Task prompt - Leaving out any pictures, transcribe every record exactly.
<<<<
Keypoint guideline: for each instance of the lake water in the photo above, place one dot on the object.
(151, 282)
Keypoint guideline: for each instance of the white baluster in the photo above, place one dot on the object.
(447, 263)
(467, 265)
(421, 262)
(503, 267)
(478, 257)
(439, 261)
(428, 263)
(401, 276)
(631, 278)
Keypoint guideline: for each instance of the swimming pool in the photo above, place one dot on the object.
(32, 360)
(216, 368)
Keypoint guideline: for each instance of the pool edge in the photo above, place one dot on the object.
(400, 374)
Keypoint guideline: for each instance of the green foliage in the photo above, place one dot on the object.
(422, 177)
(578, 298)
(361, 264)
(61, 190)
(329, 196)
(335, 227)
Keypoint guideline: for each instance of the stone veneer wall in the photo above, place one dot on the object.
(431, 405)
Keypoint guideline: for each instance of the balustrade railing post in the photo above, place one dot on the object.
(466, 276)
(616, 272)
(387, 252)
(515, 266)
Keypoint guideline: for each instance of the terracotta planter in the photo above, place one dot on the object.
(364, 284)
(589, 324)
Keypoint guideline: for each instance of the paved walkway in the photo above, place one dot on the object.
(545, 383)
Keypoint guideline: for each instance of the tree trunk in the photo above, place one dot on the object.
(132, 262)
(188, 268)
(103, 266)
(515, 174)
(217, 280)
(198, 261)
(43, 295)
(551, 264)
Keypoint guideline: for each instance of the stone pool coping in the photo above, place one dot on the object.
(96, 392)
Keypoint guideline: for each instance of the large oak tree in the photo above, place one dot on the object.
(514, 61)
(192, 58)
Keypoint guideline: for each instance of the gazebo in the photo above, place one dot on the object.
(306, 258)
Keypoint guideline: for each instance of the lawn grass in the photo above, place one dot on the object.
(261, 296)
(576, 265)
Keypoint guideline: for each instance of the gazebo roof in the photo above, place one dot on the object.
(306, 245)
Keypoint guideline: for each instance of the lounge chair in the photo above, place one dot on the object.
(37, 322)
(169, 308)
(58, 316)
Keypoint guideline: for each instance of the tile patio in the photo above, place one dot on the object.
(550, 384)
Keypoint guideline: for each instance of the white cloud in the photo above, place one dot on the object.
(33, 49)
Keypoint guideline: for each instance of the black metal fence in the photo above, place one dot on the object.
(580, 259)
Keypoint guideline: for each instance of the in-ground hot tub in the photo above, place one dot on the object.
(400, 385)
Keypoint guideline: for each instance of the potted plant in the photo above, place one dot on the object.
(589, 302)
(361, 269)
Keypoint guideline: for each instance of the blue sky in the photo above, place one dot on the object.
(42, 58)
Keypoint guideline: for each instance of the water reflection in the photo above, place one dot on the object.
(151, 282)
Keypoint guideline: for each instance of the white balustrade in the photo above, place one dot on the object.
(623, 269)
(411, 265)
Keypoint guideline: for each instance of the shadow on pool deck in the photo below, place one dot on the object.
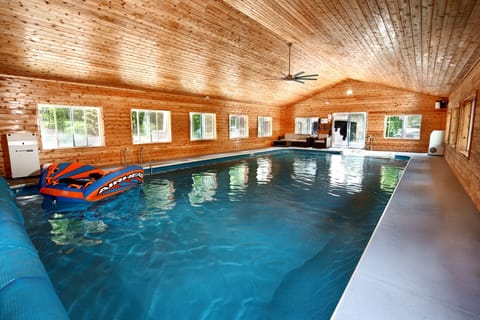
(423, 261)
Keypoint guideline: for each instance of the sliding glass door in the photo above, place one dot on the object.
(349, 130)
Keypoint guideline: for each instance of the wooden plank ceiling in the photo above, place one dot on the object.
(231, 49)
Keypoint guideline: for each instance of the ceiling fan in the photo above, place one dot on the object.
(297, 77)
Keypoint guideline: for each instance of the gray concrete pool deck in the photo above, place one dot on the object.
(423, 260)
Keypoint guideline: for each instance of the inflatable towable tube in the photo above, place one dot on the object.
(78, 182)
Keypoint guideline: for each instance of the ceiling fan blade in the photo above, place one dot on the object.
(303, 79)
(308, 76)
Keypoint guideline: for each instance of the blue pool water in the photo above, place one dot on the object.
(270, 237)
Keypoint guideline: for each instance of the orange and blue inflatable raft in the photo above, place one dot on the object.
(78, 182)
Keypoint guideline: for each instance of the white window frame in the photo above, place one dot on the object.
(207, 129)
(404, 133)
(163, 135)
(262, 121)
(238, 126)
(299, 121)
(53, 138)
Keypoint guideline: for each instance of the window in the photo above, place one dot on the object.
(452, 136)
(306, 125)
(264, 126)
(149, 126)
(238, 126)
(69, 126)
(202, 126)
(403, 126)
(465, 126)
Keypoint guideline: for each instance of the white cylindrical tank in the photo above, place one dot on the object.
(436, 146)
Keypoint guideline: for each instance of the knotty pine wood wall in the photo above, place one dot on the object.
(18, 113)
(466, 169)
(378, 101)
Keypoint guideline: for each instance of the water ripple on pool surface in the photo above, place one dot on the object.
(274, 237)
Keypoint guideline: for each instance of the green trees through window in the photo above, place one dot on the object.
(150, 126)
(69, 126)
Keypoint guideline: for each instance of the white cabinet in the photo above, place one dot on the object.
(23, 154)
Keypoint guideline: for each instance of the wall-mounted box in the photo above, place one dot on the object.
(23, 154)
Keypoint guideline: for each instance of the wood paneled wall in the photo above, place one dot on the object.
(466, 169)
(378, 101)
(18, 113)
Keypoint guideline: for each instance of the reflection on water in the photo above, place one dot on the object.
(238, 180)
(389, 177)
(76, 232)
(163, 191)
(264, 170)
(346, 171)
(204, 188)
(304, 170)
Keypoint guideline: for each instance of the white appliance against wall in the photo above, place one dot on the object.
(23, 153)
(436, 146)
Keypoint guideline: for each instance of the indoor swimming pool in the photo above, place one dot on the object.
(268, 236)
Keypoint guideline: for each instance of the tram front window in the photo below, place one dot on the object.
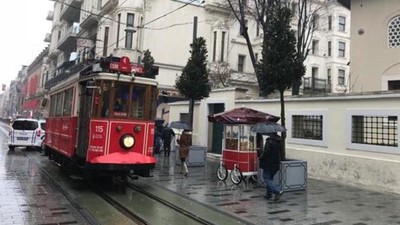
(120, 104)
(137, 103)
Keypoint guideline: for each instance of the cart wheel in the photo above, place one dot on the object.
(222, 172)
(236, 176)
(254, 177)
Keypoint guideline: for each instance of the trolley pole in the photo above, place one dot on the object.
(191, 101)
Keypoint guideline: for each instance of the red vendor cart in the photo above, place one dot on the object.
(239, 148)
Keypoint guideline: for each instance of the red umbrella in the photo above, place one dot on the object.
(242, 115)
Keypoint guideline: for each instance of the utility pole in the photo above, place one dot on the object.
(191, 101)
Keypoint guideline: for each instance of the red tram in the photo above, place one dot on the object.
(101, 120)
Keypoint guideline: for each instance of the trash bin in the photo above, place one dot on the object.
(197, 156)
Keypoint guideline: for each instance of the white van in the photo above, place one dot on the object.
(26, 133)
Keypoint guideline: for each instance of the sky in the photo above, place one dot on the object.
(23, 29)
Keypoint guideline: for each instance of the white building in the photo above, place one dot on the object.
(88, 29)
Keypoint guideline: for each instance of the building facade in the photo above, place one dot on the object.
(86, 30)
(375, 48)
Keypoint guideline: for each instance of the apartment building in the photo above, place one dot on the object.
(84, 30)
(375, 48)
>>>>
Task answer -
Keypoint guideline: for each instance of the lake water in the photo above, place one dot on the object.
(151, 282)
Keypoint guideline: for each instance of the white baluster in the photo above, place one dot on the object.
(447, 263)
(467, 265)
(421, 262)
(503, 267)
(478, 257)
(439, 261)
(428, 263)
(401, 276)
(631, 278)
Keypoint guideline: for each instance of the swimming pool in the photo above, place one dot on the object.
(32, 360)
(216, 368)
Keypoint guideline: for each instance of the pool edge in the photo above, place one dot on the object.
(400, 374)
Keypoint guideline: for each instance of the green foliage in the photo above, place one dot on the object.
(422, 177)
(578, 298)
(361, 264)
(61, 190)
(329, 196)
(335, 227)
Keypoint guideline: for each instance of the stone veneer wall in the photo above, place one dot on the object.
(431, 405)
Keypoint guideline: for each instance of the balustrade railing post in the photo above, place one dot on the object.
(466, 276)
(616, 272)
(387, 252)
(515, 266)
Keypoint guideline: for each instance of the terracotta planter in the photo above, place one dot on the object.
(364, 284)
(589, 324)
Keypoint guideline: for each instance of the paved walkway in the photo above, place one dot on the object.
(545, 383)
Keypoint guideline: for each instance of the tree trunk in the photo above, place one dot on the object.
(132, 262)
(188, 268)
(103, 266)
(515, 174)
(217, 280)
(198, 261)
(43, 295)
(551, 264)
Keypoint guideline: for each instance of the stone pool coping in the photo above, place one dot on the object.
(96, 392)
Keypoint guideline: for each instance of the large oak tree in the photo above, place one dot on the object.
(514, 61)
(192, 58)
Keypoint guideline: for each instance of the gazebo in the photo above, place one dot on the object.
(306, 258)
Keypoint guideline: for each instance of the lawn grass in the photo above, place one dot on the object.
(261, 296)
(576, 265)
Keypoint guideline: for each instance of the gazebo roof in the photo above, place one dot on the object.
(306, 245)
Keypoint guideline: for each instance of the lounge chair in the photo above, place one dot on the object.
(37, 322)
(169, 308)
(58, 316)
Keypoint guideline: for each instance of the tile patio in the photo above, place one dot on the object.
(550, 384)
Keypoint guideline: for each instance of the white cloud in the photo above, place one dot on the object.
(33, 49)
Keypoint guideline: for each instance of the black metal fence in the photo above, place one dot on the object.
(580, 259)
Keypoint guideline: for each instance of the in-ground hot tub in the photo above, place one dot on the object.
(400, 385)
Keypoint guideline: for each instance of the potted plant in the photo above, place one dot on the object.
(589, 302)
(361, 269)
Keypoint guideline: for each instance of the blue sky in the photo above, place one dot on the object.
(42, 58)
Keypoint guideline: for each instance of the water reflection in the photo above, place one dot on the object.
(151, 282)
Keypoint guideline: for each instance of the white balustrade in the photo above, place one dot on the object.
(623, 269)
(411, 265)
Keypoint guideline: for each instance of the shadow on pool deck in the photo below, place one dot on the object.
(423, 261)
Keypoint guideline: for each instance of the sliding glass door in the photo above, place one dot on the object.
(349, 130)
Keypoint guideline: for each instance of the wooden plank ceiling in the photo above, place one dot on the object.
(231, 49)
Keypoint guideline: for each instance of the ceiling fan in the photo above, place one dot on the object.
(297, 77)
Keypoint guideline: for each instance of the gray concrete pool deck in the photo above, place one dot on the object.
(423, 260)
Keypoint guideline: for each instance of the inflatable towable tube in the photo above, place one dot on the object.
(78, 182)
Keypoint guideline: for each instance of the ceiling fan blade in the photo above, place one dot on the object.
(303, 79)
(308, 76)
Keypoint guideline: for each instance of the blue pool water in the photo above, place one dot on the object.
(270, 237)
Keypoint guideline: for each instance of the orange and blue inflatable raft in the photo above, place one dot on the object.
(78, 182)
Keypoint guideline: for each instance of the white window frame in the photo above, place one dot on the object.
(207, 129)
(404, 133)
(163, 135)
(262, 121)
(238, 126)
(299, 121)
(53, 138)
Keypoint guideline: for each instance of the window in the photo above, place one dot on the object.
(452, 136)
(306, 125)
(264, 126)
(149, 126)
(238, 126)
(69, 126)
(202, 126)
(403, 126)
(465, 126)
Keypoint guideline: for each instance of the white cylindrical tank in the photo above, place one dot on the object.
(436, 146)
Keypoint guideline: for each instance of the knotty pine wood wall in the photo above, place one dot on the object.
(18, 113)
(466, 169)
(378, 101)
Keypoint guideline: for each instance of the water ripple on pool surface in the photo above, place one dot on the object.
(274, 237)
Keypoint guideline: for each instance of the green trees through window in the photo above, place one dot on the object.
(150, 126)
(69, 126)
Keypoint guideline: for each instance of the white cabinet in the photo above, place one dot on the object.
(23, 154)
Keypoint guideline: for each instance of the wall-mounted box in the photo above, place one dot on the object.
(23, 154)
Keypoint guideline: for each instance of the wood paneled wall in the photo above, place one dot on the object.
(466, 169)
(378, 101)
(18, 113)
Keypoint guideline: for each instance of the reflection on water in the photo above, place one dot on the object.
(238, 180)
(389, 177)
(76, 232)
(163, 191)
(264, 170)
(346, 171)
(204, 188)
(304, 170)
Keypoint guideline: for each instance of the white appliance against wall in the photo above, place one dot on the object.
(23, 153)
(436, 146)
Keypoint guideline: for each instance of the indoor swimming pool in the photo above, place one dot on the object.
(268, 236)
Keypoint guideline: for each instance of the tram front window in the photo below, place one dot on the object.
(120, 104)
(137, 103)
Keypoint guideline: for each instance of the cart wheel in the photo above, place one dot on the object.
(222, 172)
(236, 176)
(254, 177)
Keypoint guideline: for each instance of the trolley pole in the photo above, place one dot on the object.
(191, 101)
Keypoint guideline: for each instance of the red vendor cart in the photo above, place one dot on the object.
(239, 148)
Keypoint guideline: for each instance of the red umbrella in the photo above, place one dot on the object.
(242, 115)
Keypoint guideline: for each instance of the utility pole in the photo above, place one dot on the object.
(191, 101)
Keypoint guideline: for each instance of the red tram in the photo above, place one dot on the object.
(101, 120)
Keypoint guideline: for each instance of the trash bin in the photo above, place one dot on the object.
(197, 156)
Keypoint guideline: for each instance of the white van in the photo above, place one dot on the object.
(26, 133)
Keypoint guideline: for each instance of the sky in the photo above, place one dot on the object.
(23, 29)
Keypoint guideline: for each instance of the white building in the photo above, place one dot on the object.
(88, 29)
Keypoint guideline: for each instance of the building facade in the photo above, place one dot on the object.
(86, 30)
(375, 48)
Keypoint guideline: for each instance of the apartment building in the photo above, place one dot on the object.
(84, 30)
(375, 48)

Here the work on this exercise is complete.